Provided passage:
In France in 1748, Georges-Louis Leclerc, Count de Buffon, carried out the first experiments with lenses when he suggested fabricating lens segments, or echelons, to reduce the thickness of the glass necessary to produce the desired concentration of light. A single piece of uncut glass absorbed too much light for it to be useful. Buffon was interested in the heat his lens could generate, used in experiments where chemicals needed to be heated to high temperatures to reduce them to their elements. If a 24-in (61-cm) diameter x 3-in (7.6-cm) thick lens was needed this could be made better if each element was only 1in (2.5cm) thick to allow better transmission of light. The lens blank was laboriously ground in three steps. The central element was an 8-in (20.3-cm) diameter disc, the intermediate element an 8–16-in (20.3–40.6-cm) diameter circle, and the outer element a 16–24-in (40.6–61-cm) diameter circle. The completed lens was 3in (7.6cm) deep but at no point did the rays pass through glass thicker than 11/2in (3.8cm). Wrote Buffon:

If a piece of glass four feet in diameter by two and one-half inches thick be first moulded and cut into steps (echelons) for a focal distance of eight feet, I have estimated that, leaving it even one and one-half inches think at the centre of the lens and the same at the interior edges of the steps, the heat from it (used as a burning glass) will be to that of the Palais Royal lens, as 28 is to 6, without taking into account the effect due to the difference of thickness, which is very considerable, and which I can not estimate in advance.

Material provided:
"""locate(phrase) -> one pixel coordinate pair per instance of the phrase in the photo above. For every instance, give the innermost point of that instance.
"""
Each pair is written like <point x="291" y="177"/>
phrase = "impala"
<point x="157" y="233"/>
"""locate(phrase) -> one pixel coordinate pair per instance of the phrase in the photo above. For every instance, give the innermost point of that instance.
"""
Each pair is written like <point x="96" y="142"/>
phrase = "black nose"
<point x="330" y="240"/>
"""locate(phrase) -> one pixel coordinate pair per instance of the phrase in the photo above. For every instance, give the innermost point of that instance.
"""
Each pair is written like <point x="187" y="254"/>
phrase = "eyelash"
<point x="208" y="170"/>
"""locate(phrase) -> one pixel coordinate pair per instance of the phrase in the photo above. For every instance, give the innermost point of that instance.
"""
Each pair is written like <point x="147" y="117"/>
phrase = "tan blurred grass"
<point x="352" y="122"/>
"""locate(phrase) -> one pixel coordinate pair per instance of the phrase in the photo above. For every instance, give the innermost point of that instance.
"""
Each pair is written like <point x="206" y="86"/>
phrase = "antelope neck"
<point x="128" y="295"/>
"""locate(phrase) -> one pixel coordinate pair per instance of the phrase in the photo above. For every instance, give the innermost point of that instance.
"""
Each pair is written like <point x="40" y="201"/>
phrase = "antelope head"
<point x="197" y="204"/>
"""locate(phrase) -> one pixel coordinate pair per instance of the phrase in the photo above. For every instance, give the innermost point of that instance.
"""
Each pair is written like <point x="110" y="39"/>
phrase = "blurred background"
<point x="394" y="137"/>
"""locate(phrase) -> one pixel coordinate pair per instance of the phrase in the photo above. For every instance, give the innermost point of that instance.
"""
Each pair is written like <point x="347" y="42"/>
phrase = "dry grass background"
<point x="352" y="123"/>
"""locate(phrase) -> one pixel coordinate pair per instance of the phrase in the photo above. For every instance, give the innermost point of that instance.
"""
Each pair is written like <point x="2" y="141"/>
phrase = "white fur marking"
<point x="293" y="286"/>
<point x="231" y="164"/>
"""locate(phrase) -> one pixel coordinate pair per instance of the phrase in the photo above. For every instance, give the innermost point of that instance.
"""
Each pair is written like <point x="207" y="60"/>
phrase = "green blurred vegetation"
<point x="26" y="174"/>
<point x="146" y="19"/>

Direction: Reproduce the entire passage on Buffon's stepped lens word for word. None of the items figure in this work.

Solution to this problem:
In France in 1748, Georges-Louis Leclerc, Count de Buffon, carried out the first experiments with lenses when he suggested fabricating lens segments, or echelons, to reduce the thickness of the glass necessary to produce the desired concentration of light. A single piece of uncut glass absorbed too much light for it to be useful. Buffon was interested in the heat his lens could generate, used in experiments where chemicals needed to be heated to high temperatures to reduce them to their elements. If a 24-in (61-cm) diameter x 3-in (7.6-cm) thick lens was needed this could be made better if each element was only 1in (2.5cm) thick to allow better transmission of light. The lens blank was laboriously ground in three steps. The central element was an 8-in (20.3-cm) diameter disc, the intermediate element an 8–16-in (20.3–40.6-cm) diameter circle, and the outer element a 16–24-in (40.6–61-cm) diameter circle. The completed lens was 3in (7.6cm) deep but at no point did the rays pass through glass thicker than 11/2in (3.8cm). Wrote Buffon:

If a piece of glass four feet in diameter by two and one-half inches thick be first moulded and cut into steps (echelons) for a focal distance of eight feet, I have estimated that, leaving it even one and one-half inches think at the centre of the lens and the same at the interior edges of the steps, the heat from it (used as a burning glass) will be to that of the Palais Royal lens, as 28 is to 6, without taking into account the effect due to the difference of thickness, which is very considerable, and which I can not estimate in advance.